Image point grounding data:
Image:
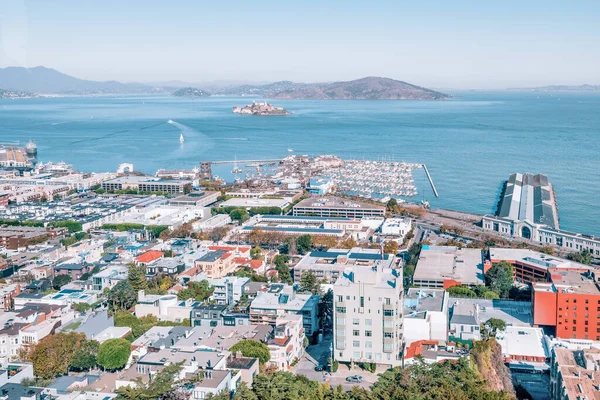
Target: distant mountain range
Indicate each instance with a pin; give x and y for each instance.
(563, 88)
(49, 81)
(19, 94)
(44, 80)
(370, 88)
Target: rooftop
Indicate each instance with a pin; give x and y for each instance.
(450, 263)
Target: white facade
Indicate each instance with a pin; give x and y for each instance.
(396, 226)
(368, 314)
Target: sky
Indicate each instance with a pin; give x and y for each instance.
(481, 44)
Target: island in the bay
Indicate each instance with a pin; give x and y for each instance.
(191, 92)
(260, 108)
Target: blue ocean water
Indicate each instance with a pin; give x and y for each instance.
(470, 144)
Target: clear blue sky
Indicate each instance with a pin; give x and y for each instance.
(444, 44)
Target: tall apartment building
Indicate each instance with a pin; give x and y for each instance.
(368, 319)
(570, 303)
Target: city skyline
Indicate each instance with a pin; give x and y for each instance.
(458, 45)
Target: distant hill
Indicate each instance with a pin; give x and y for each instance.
(47, 80)
(563, 88)
(370, 88)
(190, 92)
(10, 94)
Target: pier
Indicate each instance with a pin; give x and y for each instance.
(430, 181)
(244, 161)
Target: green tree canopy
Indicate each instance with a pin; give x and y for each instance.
(500, 278)
(114, 353)
(84, 358)
(252, 348)
(122, 296)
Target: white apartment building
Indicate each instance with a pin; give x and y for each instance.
(368, 319)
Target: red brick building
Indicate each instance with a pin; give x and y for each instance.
(570, 303)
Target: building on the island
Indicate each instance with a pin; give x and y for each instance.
(329, 265)
(441, 267)
(368, 308)
(568, 304)
(280, 300)
(532, 266)
(425, 315)
(465, 323)
(337, 207)
(148, 184)
(216, 264)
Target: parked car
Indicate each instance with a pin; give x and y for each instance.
(354, 379)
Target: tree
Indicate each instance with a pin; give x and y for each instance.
(390, 247)
(84, 357)
(199, 291)
(52, 355)
(122, 296)
(137, 277)
(309, 283)
(500, 278)
(60, 280)
(252, 348)
(304, 243)
(114, 353)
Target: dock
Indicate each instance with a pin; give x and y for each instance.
(430, 181)
(244, 161)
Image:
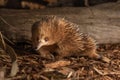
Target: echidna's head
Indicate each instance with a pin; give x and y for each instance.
(42, 35)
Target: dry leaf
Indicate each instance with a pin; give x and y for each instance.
(57, 64)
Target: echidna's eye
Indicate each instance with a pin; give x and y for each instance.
(46, 39)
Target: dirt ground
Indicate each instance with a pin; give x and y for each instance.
(33, 67)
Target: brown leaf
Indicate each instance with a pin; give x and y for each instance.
(57, 64)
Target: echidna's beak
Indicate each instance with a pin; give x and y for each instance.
(39, 46)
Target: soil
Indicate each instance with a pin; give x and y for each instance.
(32, 66)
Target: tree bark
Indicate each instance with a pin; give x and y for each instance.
(101, 22)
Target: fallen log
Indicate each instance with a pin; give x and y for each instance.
(101, 22)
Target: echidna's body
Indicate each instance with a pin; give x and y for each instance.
(56, 35)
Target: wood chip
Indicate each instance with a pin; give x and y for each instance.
(57, 64)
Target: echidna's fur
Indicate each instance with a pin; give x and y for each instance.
(65, 38)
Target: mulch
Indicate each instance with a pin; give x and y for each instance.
(33, 67)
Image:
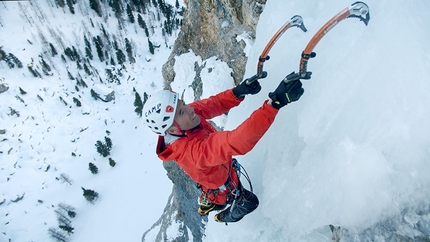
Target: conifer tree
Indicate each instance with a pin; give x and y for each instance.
(90, 195)
(129, 50)
(117, 8)
(95, 5)
(108, 142)
(120, 56)
(70, 5)
(112, 162)
(99, 47)
(77, 102)
(138, 104)
(130, 13)
(145, 97)
(93, 168)
(94, 94)
(87, 42)
(88, 53)
(53, 50)
(151, 47)
(60, 3)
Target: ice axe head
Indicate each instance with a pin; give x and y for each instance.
(297, 21)
(359, 10)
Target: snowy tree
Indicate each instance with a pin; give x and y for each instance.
(130, 14)
(70, 5)
(112, 162)
(129, 50)
(93, 168)
(90, 195)
(95, 5)
(120, 56)
(53, 50)
(138, 104)
(151, 47)
(77, 102)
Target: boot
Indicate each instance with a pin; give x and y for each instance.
(206, 208)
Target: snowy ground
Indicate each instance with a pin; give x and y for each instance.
(352, 152)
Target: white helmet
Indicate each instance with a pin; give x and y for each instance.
(159, 111)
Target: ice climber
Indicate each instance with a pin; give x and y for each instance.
(206, 154)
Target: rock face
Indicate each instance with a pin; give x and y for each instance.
(210, 28)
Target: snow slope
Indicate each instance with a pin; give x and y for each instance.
(352, 152)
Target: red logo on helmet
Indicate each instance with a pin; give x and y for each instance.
(169, 109)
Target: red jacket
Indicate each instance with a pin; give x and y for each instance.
(204, 153)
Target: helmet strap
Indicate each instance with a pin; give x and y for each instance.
(179, 128)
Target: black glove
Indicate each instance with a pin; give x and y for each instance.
(243, 89)
(286, 93)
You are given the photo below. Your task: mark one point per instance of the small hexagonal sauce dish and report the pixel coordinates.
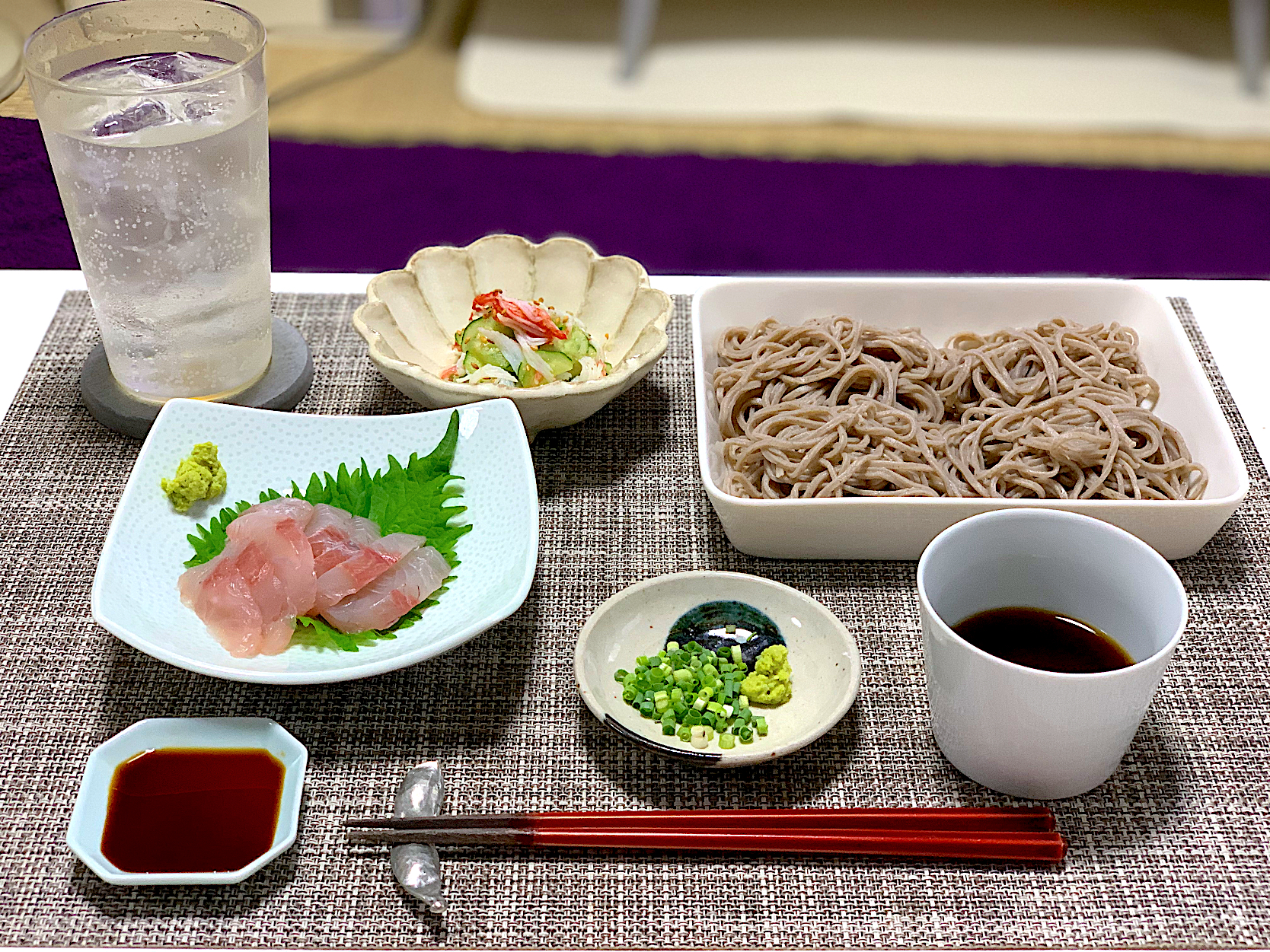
(729, 615)
(125, 810)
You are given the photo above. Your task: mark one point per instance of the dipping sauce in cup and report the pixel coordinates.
(1021, 730)
(192, 809)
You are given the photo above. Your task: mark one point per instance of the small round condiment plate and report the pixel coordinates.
(634, 622)
(88, 819)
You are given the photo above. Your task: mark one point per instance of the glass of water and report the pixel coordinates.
(155, 119)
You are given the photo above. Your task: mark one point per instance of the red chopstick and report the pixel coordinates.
(1015, 834)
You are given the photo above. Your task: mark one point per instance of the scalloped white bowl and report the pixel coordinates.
(410, 317)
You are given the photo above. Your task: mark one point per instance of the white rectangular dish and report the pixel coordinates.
(897, 527)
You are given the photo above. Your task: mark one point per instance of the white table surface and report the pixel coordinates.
(1233, 315)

*About this task*
Print every entry verbatim and leave all pictures out.

*Written answer*
Image:
Target: distant mountain range
Indicate each instance with a pin; give x and y for each instance.
(563, 88)
(49, 81)
(19, 94)
(44, 80)
(370, 88)
Target: rooftop
Indicate each instance with a pin; give x and y for each instance.
(450, 263)
Target: white facade
Indicate each instance with a pin; give x and y for each instance.
(396, 226)
(368, 314)
Target: sky
Indicate each instance with a pin; give x and y for each instance.
(481, 44)
Target: island in the bay
Indicate each instance with a pin; give x and y for each instance.
(191, 92)
(260, 108)
Target: blue ocean water
Indicate each instance with a pin; give x and y for each instance.
(470, 144)
Target: clear blue sky
Indicate each instance with a pin; give x and y for each instance.
(444, 44)
Target: tall apartment building
Indicate each instance with a pin; give x and y for each instance.
(368, 319)
(570, 303)
Target: city skyline
Indicate each instance with a pin; give x and y for each instance.
(458, 45)
Target: distant hill
Indicate each instance with a pin; give x and y for each instance.
(47, 80)
(563, 88)
(370, 88)
(190, 92)
(10, 94)
Target: pier
Indicate each instance with a pin; give x and y for each instance.
(430, 181)
(244, 161)
Target: green tree canopy
Indicate each instance with a pin; give x and y for each instance.
(500, 278)
(114, 353)
(84, 358)
(252, 348)
(122, 296)
Target: white apartment building
Indicate each instance with a pin; give x and y for each instance.
(368, 319)
Target: red brick building
Indicate each instance with a pin; give x and y for each instance.
(570, 303)
Target: building on the island
Indicate each instance with a pin; give x and y for each instance.
(329, 265)
(441, 267)
(368, 308)
(568, 304)
(280, 300)
(532, 266)
(425, 315)
(465, 323)
(337, 207)
(148, 184)
(216, 264)
Target: parked car
Indicate each instance with a pin; give x and y for each instance.
(354, 379)
Target: tree
Indicate each instance with a pin; give x and y for each instance.
(390, 247)
(84, 357)
(199, 291)
(52, 355)
(122, 296)
(137, 277)
(309, 283)
(500, 278)
(60, 280)
(252, 348)
(304, 243)
(114, 353)
Target: dock
Indicate each instance with a pin; give x and y for each instance.
(430, 181)
(244, 161)
Image:
Target: echidna's head
Indicate each instance with a pin; give x and y for each instance.
(42, 35)
Target: dry leaf
Indicate each instance with a pin; give x and y for each instance.
(57, 64)
Target: echidna's eye
Indicate each instance with a pin; give x and y for each instance.
(46, 39)
Target: dirt ground
Indicate each instance with a pin; give x and y for each instance.
(33, 67)
Target: brown leaf
Indicate each instance with a pin; give x and y for each instance.
(57, 64)
Target: echidna's beak
Indicate each instance with a pin; give x and y for each instance.
(39, 46)
Target: soil
Indicate each instance with a pin; give x and y for each instance.
(32, 66)
Target: tree bark
Indicate each instance with a pin; give x and y for each instance.
(101, 22)
Target: fallen log
Indicate each instance with a pin; give x and y for each instance.
(101, 22)
Target: echidna's body
Indicate each instance with a pin; give x and y for each instance.
(56, 35)
Target: wood chip
Indicate each instance with a pin; give x and y for each instance.
(57, 64)
Target: echidna's fur
Indicate each instance with a pin; give x and y for each instance.
(65, 38)
Target: mulch
Indicate each instance with a pin; give x and y for each instance.
(33, 67)
Image:
Target: conifer tree
Indicate each instance with a pin; give x and y for each instance.
(90, 195)
(129, 50)
(117, 8)
(95, 5)
(108, 142)
(120, 56)
(70, 5)
(112, 162)
(99, 47)
(77, 102)
(138, 104)
(130, 13)
(145, 97)
(93, 168)
(94, 94)
(87, 42)
(88, 53)
(53, 50)
(151, 47)
(60, 3)
Target: ice axe head
Indicate each instance with a pin; give x and y for each instance.
(297, 21)
(359, 10)
Target: snowy tree
Indicate each instance with a pin; give x and y for each instance.
(130, 14)
(70, 5)
(112, 162)
(129, 50)
(93, 168)
(90, 195)
(95, 5)
(120, 56)
(53, 50)
(138, 104)
(151, 47)
(77, 102)
Target: boot
Indicate each instance with a pin; give x and y for each instance.
(206, 208)
Target: snowy ground
Indicate each instance with a pin; give x and y for each instance.
(352, 152)
Target: white helmet
Indicate each instance with a pin; give x and y for each instance.
(159, 111)
Target: ice climber
Indicate each instance with a pin; give x and y for each instance.
(206, 154)
Target: rock face
Indicate each instance with a pin; give x and y for each instance.
(210, 28)
Target: snow slope
Indicate each instance with a pin; give x and y for each instance.
(352, 152)
Target: red logo on helmet
Indicate each instance with a pin; give x and y for each instance.
(169, 109)
Target: red jacket
Indicate each instance with a pin; give x and y for each instance.
(204, 153)
Target: helmet strap
Indicate each instance with a pin; give x and y for each instance.
(179, 128)
Target: black glove
Indicate each instance with a pin; give x and y for each instance.
(243, 89)
(286, 93)
You are given the photo below. Your task: mark one point per instance of the small hexagonal sauce dish and report the pixel coordinates.
(729, 615)
(125, 810)
You are given the photo above. Your task: mark one point per instance of the dipping sauce in cup and report the pixel coordinates.
(1021, 730)
(192, 809)
You are given the photo above. Your task: mark one point per instance of the small round condiment plate and report the pixel coordinates.
(634, 622)
(88, 819)
You are given the photo above. Your task: mark one point per instance of the glass of water and report the pixel coordinates.
(155, 119)
You are given the photo above. Your task: mark one point per instance of the red chopstick and report the pixel coordinates.
(1015, 834)
You are given the photo above. Your task: mark one point per instance of the scalloped white bowl and report the pixel coordinates.
(410, 317)
You are given the photo above. Your task: mark one point per instance of the white rectangular dish and report the pixel coordinates.
(897, 527)
You are given the photo above. Your task: mark one point per instance of the white table surface and report the pixel coordinates.
(1233, 315)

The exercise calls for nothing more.